→ DOCUMENT EXTRACT:
[BEGIN]

Don’t worry, she too, may be having one of those days. Maybe the elastic on her ‘comfort pants’ has finally given up the ghost, but not until thirty minutes after she has left home. Maybe she hasn’t yet realised that the strange stain on her office chair is caused by the cream éclair that is squashed against the backside of her favourite cream trousers. Maybe she has not yet received the evidence that the stilton she had on her crackers last night was actually just an old piece of cheddar that had wedged itself under the fridge shelf six months ago.

And we all know that these little signs that are handed down to us by life will lead us somewhere else; that leaving home with holes in our shoes will lead us into a rainstorm; that a broken fly zip will inevitably lead us onto a bus full of nuns; that turning up to work in the wrong glasses will always lead to us into mistakenly sending a ‘private’ email to the managing director.

[END]

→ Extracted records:
[BEGIN]

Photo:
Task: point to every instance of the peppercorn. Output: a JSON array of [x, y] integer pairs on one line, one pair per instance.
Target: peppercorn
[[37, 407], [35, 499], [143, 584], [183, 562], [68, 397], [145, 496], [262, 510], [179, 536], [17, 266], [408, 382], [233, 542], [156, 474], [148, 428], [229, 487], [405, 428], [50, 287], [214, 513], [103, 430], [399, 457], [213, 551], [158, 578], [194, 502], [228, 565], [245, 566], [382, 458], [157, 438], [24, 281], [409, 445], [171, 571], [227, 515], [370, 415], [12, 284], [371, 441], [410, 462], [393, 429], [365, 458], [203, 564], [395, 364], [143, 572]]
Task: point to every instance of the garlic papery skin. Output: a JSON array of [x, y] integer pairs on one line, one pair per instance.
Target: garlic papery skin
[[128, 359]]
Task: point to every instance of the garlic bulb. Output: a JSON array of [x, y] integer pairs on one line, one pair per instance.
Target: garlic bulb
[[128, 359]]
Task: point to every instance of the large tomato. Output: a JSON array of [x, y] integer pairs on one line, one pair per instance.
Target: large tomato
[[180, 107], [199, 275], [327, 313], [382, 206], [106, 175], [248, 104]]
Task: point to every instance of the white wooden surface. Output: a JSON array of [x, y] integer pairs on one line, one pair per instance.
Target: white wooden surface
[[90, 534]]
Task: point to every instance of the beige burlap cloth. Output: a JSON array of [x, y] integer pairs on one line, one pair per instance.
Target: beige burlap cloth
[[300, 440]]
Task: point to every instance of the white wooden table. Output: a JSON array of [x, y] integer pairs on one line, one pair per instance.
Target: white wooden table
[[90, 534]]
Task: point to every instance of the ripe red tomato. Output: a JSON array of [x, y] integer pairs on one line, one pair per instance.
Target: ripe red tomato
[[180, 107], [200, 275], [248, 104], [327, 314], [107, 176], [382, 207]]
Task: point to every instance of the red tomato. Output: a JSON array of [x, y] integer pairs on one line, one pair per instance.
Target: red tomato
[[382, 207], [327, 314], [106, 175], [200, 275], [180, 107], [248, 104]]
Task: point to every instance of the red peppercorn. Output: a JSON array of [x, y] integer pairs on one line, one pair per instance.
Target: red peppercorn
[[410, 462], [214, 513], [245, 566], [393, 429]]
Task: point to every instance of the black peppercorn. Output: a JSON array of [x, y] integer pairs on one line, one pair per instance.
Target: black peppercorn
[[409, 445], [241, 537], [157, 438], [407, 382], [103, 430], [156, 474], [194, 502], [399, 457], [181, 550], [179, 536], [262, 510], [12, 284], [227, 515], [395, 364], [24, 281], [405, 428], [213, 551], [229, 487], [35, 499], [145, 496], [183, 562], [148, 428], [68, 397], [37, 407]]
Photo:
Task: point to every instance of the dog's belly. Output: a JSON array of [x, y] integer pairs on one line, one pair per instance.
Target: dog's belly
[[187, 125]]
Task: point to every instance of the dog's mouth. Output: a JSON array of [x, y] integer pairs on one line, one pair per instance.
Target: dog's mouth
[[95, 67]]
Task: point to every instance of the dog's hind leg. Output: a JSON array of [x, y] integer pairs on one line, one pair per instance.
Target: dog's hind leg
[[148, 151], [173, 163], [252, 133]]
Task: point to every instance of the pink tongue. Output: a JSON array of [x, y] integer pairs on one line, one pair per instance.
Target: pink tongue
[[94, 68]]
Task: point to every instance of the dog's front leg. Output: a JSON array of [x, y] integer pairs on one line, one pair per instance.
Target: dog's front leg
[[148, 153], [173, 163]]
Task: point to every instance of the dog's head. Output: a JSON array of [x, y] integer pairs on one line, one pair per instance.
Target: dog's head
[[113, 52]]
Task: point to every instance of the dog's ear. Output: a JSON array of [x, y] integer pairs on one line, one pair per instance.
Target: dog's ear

[END]

→ WORK INSTRUCTIONS:
1. According to the passage about bad days, what does a broken fly zip inevitably lead us onto?
2. Give only the lines of the records from the one containing "Task: point to every instance of the garlic bulb." down to the one containing "[[300, 440]]". Switch "burlap" to "hessian" and leave everything else unchanged.
The records bear no relation to the passage about bad days.

→ THE ANSWERS:
1. A bus full of nuns.

2.
Task: point to every instance of the garlic bulb. Output: a JSON array of [x, y] integer pairs on one line, one pair per instance.
Target: garlic bulb
[[128, 359]]
Task: point to every instance of the large tomato. Output: a JSON array of [x, y] integer pairs on one line, one pair per instance.
Target: large tomato
[[180, 107], [199, 275], [327, 313], [382, 206], [106, 175], [248, 104]]
Task: point to every instance of the white wooden surface. Output: a JSON array of [x, y] integer pairs on one line, one pair per instance.
Target: white wooden surface
[[90, 534]]
Task: point to every instance of the beige hessian cloth. Output: a JSON array of [x, y] integer pairs on one line, one pair per instance.
Target: beige hessian cloth
[[300, 440]]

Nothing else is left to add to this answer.